Tuesday, December 10, 2013

"Sometimes, It's More About the Two of You..."

Yes, it's been awhile...and yes, I was planning on writing about confrontation in marriage, but first...

It's been a crazy few weeks.  About two weeks ago, our two year old decided to go on a sleep strike.  We spent 6 straight nights listening to him cry for literally HOURS, trying a million different tactics (rocking him, ignoring him, sitting in the rocking chair next to the crib, leaving the door open, giving him Motrin in case it was teething issues, putting him in a pack n play in our bedroom, putting him in our bed, etc), and then walking around like zombies trying to take care of everyone.  Only to have the toddler refuse to take naps as well.  

A child not sleeping is extremely stressful.  After days and days of a kid crying, you start to feel like you're going insane. 

The first two nights, our marriage was rockin' and rollin'; we were laughing in the middle of the night, passing the time listening to crying while having great conversation, taking turns calming the kid down.  And then suddenly we were fighting in the middle of the night and he was sleeping in the guest room with Little Adoratrouble.  I laid alone in bed crying and wondering what in the world God wanted us to learn from this particular parenting challenge.  On Sunday morning, we barely made it to church; we were bickering and irritable and mad at the whole situation.

▶ Records shown:
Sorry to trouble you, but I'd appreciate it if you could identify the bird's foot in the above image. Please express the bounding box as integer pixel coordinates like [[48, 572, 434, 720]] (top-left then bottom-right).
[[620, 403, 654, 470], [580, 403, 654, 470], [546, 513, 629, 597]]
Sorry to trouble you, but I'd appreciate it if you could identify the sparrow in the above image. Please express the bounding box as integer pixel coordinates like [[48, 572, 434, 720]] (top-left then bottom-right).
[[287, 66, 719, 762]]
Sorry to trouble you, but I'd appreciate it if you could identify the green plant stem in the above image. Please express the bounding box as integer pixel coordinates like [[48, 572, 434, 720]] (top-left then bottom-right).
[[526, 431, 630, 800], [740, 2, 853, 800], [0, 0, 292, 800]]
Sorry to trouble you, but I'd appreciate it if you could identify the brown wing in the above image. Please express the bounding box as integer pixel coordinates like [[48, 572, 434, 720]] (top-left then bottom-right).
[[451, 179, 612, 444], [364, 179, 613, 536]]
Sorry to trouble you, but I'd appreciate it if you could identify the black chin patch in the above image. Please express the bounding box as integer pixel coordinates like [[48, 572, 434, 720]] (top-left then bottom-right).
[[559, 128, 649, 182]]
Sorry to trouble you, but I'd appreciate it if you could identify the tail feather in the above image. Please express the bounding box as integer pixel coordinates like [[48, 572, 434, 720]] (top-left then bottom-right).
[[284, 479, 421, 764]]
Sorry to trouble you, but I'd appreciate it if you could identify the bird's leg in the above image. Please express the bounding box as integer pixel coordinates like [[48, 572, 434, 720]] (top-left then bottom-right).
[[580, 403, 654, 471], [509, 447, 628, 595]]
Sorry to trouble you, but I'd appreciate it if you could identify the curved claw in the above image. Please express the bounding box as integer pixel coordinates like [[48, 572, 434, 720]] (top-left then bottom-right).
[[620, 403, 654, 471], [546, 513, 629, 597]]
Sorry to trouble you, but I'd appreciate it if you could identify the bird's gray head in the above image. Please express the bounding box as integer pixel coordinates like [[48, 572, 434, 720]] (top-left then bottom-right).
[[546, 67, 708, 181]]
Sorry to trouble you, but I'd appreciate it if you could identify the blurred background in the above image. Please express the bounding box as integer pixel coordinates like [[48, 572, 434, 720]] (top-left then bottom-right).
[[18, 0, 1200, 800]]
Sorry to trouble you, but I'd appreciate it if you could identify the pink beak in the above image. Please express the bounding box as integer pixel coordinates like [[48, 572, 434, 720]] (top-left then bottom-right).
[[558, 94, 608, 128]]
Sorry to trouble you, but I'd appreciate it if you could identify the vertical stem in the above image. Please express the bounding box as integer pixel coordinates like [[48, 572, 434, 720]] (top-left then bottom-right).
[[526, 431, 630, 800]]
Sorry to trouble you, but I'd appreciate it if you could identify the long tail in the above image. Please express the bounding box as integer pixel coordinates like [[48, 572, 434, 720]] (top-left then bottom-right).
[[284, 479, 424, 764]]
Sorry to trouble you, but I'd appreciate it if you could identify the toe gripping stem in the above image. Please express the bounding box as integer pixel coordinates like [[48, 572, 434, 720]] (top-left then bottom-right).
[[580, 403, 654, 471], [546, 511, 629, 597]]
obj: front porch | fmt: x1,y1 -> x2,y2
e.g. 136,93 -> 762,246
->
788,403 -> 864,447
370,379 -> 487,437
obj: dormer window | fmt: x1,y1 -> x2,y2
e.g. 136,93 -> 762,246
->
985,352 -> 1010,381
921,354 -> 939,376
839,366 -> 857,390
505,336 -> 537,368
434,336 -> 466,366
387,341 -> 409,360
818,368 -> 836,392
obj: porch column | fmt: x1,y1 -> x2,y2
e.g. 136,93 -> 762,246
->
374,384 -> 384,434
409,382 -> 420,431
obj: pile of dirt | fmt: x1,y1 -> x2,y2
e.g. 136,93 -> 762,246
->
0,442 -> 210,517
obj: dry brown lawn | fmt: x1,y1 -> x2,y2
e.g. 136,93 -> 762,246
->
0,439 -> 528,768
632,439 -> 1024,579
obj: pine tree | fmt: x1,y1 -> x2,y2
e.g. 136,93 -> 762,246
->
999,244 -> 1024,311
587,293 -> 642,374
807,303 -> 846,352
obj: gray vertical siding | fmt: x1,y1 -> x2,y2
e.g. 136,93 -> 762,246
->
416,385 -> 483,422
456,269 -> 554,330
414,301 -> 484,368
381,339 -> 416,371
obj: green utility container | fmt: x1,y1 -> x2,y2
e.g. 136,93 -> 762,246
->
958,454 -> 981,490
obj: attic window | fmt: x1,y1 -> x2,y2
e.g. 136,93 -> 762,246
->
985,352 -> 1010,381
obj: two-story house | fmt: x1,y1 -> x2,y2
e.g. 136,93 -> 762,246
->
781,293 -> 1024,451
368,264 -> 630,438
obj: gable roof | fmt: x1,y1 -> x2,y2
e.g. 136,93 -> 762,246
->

▶ Short problem 1: According to the blog post on the toddler's sleep strike, how many straight nights did the parents spend listening to their son cry?
▶ Short problem 2: Update the blog post on the toddler's sleep strike between "The first two" and "the whole situation.", inclusive, replacing "guest room" with "basement".
▶ Short problem 3: Go on with the blog post on the toddler's sleep strike from the point at which it ends.
The listing is separate material and has no connection to the blog post on the toddler's sleep strike.

▶ Task result 1: Six straight nights.

▶ Task result 2:
The first two nights, our marriage was rockin' and rollin'; we were laughing in the middle of the night, passing the time listening to crying while having great conversation, taking turns calming the kid down.  And then suddenly we were fighting in the middle of the night and he was sleeping in the basement with Little Adoratrouble.  I laid alone in bed crying and wondering what in the world God wanted us to learn from this particular parenting challenge.  On Sunday morning, we barely made it to church; we were bickering and irritable and mad at the whole situation.

▶ Task result 3:
We made it to our learning center class (on Paul Tripp's book Instruments in the Redeemer's Hands - about personal ministry in helping others change.) and sat with an older couple that we barely knew to discuss the homework (that we hadn't completed...full disclosure).  As we were sitting there talking about where our closest ministry opportunities are and how that opportunity is usually within our own homes, our frustration started spilling out and we shared about how we were having a hard time with the toddler not sleeping.  The husband listened for a few minutes....the wife sympathized...and then the husband very shrewdly cocked his head and answered the question I had been pondering at 2am: "Sometimes, it's more about the two of you than what's actually going on."  

That hit me like a ton of bricks.  That man, who barely knew us, who didn't even really know how much we had been arguing about what to do about Adoratrouble hit the nail on the head.  Maybe the larger purpose behind this sleep battle didn't really have anything to do with sleeping or parenting.  Maybe it had to do with how he and I were keeping our marriage prioritized and how he and I were working together.  

The man went on.  "No matter what goes on, it's important that the two of you keep your eyes focused on the bigger picture of what's important in the long run and that's your marriage.  Someday those kids will be gone, but you two will still be in the same house together and if your marriage isn't first, you won't even know each other."

I spent the rest of the class and the church service trying not to cry.  Not because that man had upset me or challenged me, but because it was exactly what I needed to hear.  It felt like God was speaking through this man we barely knew to point us back in the right direction.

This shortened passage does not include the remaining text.